For the listing below, output exactly the lines from the line with "529, row 212" up to and including the line with "243, row 409", and no other lines.
Segment Open
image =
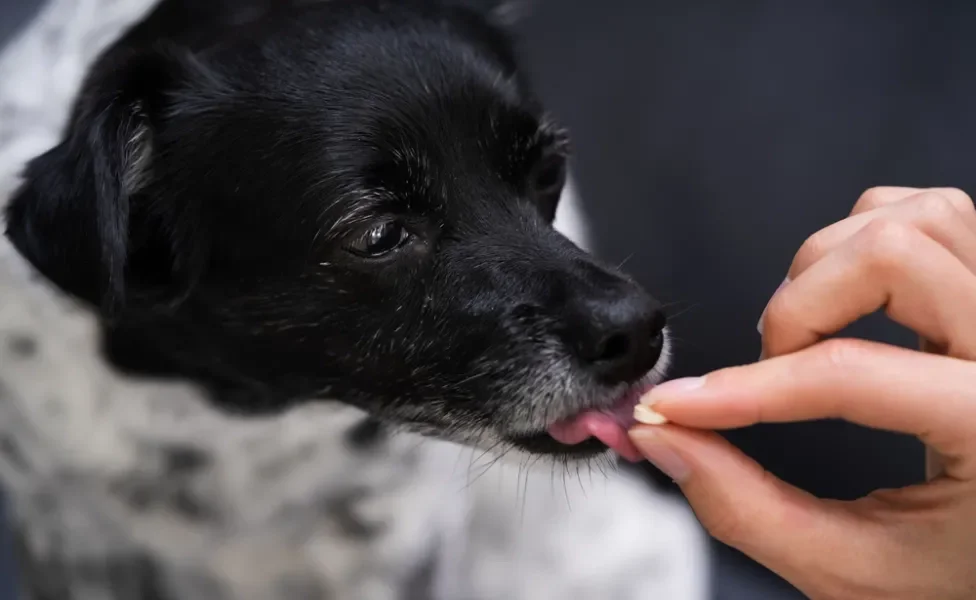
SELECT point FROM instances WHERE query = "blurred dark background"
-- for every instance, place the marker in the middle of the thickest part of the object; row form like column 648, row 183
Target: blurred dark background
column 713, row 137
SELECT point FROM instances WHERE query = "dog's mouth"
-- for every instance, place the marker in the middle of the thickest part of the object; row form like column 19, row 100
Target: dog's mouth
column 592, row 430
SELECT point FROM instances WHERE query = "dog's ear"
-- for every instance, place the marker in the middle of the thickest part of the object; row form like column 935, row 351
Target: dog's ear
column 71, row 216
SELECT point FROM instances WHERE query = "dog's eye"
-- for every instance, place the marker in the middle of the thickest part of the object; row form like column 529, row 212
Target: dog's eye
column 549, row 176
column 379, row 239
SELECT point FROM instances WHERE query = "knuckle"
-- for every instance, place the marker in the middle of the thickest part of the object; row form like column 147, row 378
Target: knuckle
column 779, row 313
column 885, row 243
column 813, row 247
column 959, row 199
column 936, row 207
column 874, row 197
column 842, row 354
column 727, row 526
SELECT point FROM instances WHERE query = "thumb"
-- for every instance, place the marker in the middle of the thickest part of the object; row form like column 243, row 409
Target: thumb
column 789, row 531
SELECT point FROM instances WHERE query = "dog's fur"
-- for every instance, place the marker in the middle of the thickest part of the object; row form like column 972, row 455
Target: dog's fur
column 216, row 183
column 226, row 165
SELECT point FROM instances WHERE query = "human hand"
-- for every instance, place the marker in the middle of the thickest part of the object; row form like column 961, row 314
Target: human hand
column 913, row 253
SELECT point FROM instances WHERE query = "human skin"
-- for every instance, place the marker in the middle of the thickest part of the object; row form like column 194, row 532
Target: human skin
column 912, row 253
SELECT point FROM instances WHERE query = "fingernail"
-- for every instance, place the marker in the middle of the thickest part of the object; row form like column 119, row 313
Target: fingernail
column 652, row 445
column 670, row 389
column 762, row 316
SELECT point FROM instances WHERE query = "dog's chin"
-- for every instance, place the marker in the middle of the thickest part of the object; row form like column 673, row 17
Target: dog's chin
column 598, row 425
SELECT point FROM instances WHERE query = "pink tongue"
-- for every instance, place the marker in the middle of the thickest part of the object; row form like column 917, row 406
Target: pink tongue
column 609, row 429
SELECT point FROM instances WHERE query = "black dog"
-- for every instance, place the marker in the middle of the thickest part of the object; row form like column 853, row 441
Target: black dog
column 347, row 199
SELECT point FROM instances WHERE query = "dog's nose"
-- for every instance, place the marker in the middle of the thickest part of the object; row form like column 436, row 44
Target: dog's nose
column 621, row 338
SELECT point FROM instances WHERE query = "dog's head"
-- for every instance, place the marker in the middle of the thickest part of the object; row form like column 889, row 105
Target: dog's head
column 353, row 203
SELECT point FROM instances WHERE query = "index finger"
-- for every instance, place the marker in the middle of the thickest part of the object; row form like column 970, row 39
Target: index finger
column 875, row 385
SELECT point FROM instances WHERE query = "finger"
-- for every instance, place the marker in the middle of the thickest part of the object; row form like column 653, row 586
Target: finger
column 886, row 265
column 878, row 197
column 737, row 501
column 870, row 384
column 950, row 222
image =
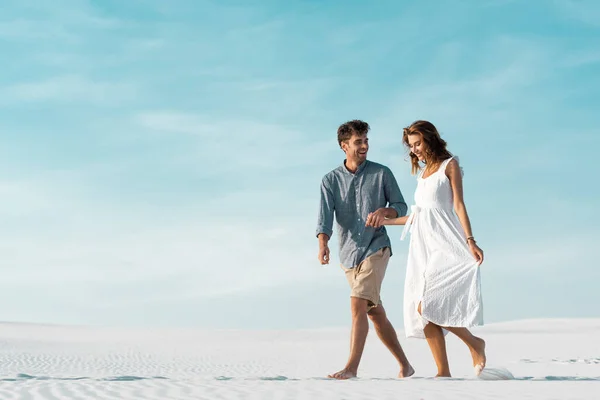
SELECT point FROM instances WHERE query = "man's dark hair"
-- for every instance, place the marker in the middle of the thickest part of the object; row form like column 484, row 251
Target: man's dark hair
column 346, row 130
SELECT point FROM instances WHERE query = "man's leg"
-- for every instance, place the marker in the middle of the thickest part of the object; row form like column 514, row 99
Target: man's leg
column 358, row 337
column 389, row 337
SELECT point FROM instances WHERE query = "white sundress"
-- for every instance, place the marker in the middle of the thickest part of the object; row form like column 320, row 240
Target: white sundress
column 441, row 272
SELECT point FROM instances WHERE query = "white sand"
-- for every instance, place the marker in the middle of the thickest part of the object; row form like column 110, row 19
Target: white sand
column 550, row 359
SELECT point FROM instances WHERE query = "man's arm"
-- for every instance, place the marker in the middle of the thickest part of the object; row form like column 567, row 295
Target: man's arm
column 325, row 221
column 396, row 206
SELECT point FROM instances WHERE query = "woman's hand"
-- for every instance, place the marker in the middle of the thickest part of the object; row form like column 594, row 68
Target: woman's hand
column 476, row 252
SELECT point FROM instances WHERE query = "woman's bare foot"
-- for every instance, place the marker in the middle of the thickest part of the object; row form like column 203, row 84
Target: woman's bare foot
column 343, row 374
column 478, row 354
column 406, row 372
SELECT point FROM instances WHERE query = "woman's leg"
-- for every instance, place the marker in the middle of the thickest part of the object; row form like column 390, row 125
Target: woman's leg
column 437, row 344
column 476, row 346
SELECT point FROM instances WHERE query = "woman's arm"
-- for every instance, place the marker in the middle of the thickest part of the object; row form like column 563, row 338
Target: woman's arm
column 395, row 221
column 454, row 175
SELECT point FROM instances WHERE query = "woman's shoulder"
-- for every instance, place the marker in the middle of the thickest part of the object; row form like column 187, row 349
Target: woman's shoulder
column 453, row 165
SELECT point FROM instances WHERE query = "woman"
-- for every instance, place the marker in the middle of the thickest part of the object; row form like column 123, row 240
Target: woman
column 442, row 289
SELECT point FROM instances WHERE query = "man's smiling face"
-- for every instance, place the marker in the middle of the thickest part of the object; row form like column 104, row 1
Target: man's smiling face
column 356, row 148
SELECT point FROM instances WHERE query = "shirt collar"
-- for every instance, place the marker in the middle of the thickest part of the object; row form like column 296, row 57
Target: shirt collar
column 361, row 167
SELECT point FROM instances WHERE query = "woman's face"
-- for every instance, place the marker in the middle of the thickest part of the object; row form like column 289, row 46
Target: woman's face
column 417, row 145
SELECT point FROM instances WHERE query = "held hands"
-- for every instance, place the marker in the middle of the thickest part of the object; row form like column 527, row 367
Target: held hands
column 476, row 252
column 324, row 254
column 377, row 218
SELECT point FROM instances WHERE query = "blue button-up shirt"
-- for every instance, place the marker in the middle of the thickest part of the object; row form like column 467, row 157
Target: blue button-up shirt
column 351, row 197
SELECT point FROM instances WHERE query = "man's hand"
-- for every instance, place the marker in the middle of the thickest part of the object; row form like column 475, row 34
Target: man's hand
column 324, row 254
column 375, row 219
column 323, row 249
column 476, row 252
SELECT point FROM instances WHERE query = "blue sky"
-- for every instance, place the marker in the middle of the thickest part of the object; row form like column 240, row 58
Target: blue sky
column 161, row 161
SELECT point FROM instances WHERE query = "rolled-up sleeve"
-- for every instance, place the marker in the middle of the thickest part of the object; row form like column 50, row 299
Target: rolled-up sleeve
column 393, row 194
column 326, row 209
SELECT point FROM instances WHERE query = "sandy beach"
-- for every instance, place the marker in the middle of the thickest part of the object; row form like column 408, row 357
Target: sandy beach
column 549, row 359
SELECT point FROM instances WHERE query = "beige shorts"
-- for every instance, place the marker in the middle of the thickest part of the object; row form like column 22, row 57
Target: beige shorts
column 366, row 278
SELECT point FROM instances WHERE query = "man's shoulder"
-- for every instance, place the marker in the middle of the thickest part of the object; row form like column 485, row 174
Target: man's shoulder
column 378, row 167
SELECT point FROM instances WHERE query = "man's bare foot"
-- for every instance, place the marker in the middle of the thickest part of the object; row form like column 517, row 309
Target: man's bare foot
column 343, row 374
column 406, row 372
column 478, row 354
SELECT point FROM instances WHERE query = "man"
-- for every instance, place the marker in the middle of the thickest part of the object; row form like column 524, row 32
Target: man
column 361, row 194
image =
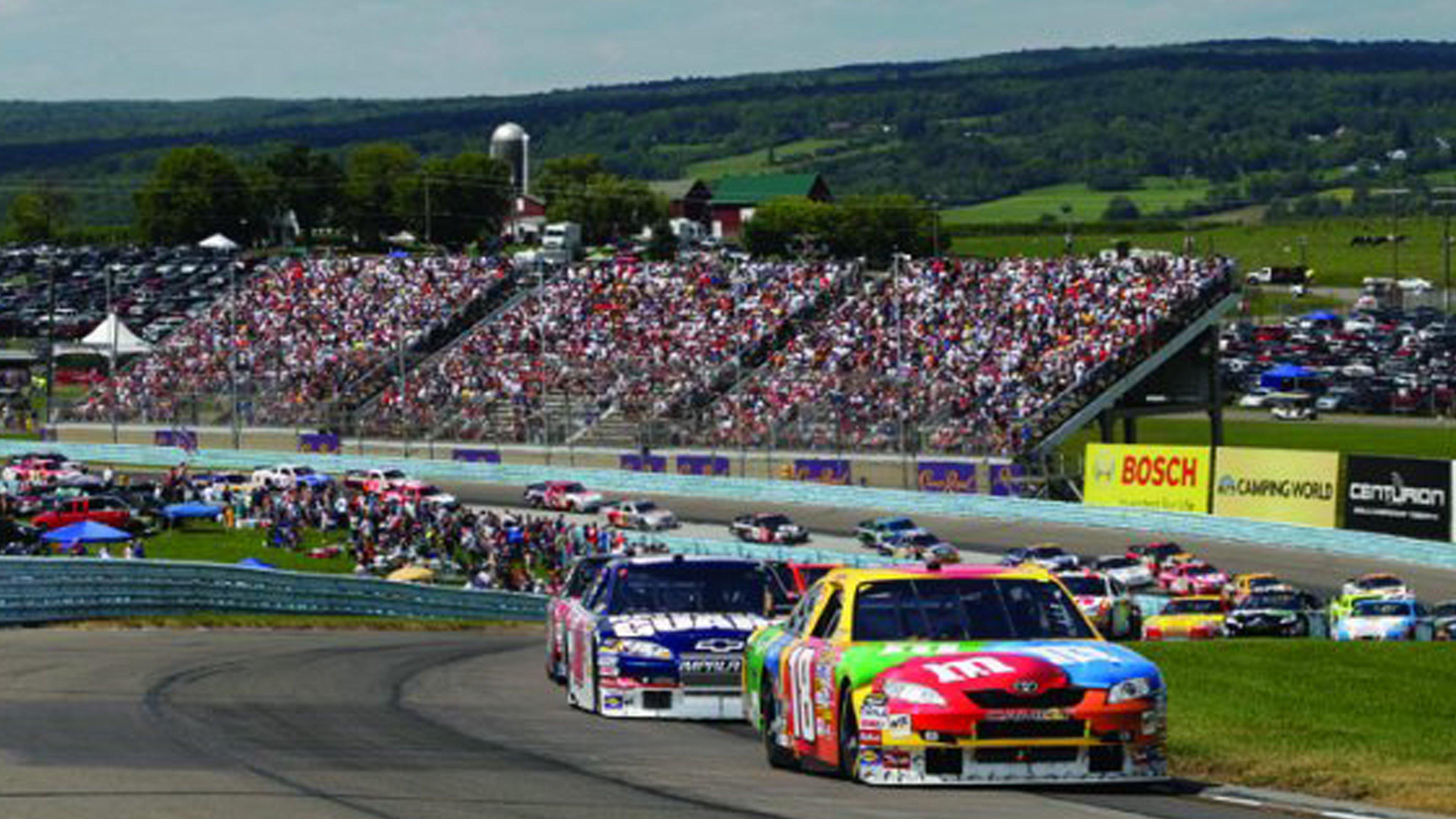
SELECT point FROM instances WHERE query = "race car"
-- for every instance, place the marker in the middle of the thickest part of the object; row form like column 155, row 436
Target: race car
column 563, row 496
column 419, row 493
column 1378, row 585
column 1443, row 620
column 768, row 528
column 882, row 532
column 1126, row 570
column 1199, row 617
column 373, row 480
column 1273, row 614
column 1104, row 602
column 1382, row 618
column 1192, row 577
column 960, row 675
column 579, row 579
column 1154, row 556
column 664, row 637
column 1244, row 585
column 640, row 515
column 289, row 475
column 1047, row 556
Segment Closed
-- Reply to the task --
-- for every instance, place the marker in the middle of the thickest part of the object; row form like column 529, row 212
Target: dog's eye
column 549, row 176
column 379, row 239
SELECT point FROM instances WHERE query = "knuckle"
-- for every instance, place the marker in the middle of the thickest part of the object; row form like column 147, row 378
Target: knuckle
column 779, row 313
column 885, row 243
column 813, row 247
column 959, row 199
column 936, row 207
column 874, row 197
column 842, row 354
column 727, row 526
SELECT point FROM instances WHERE query = "thumb"
-- for every instance, place the marker in the middle of the thickest part of the object; row form like column 243, row 409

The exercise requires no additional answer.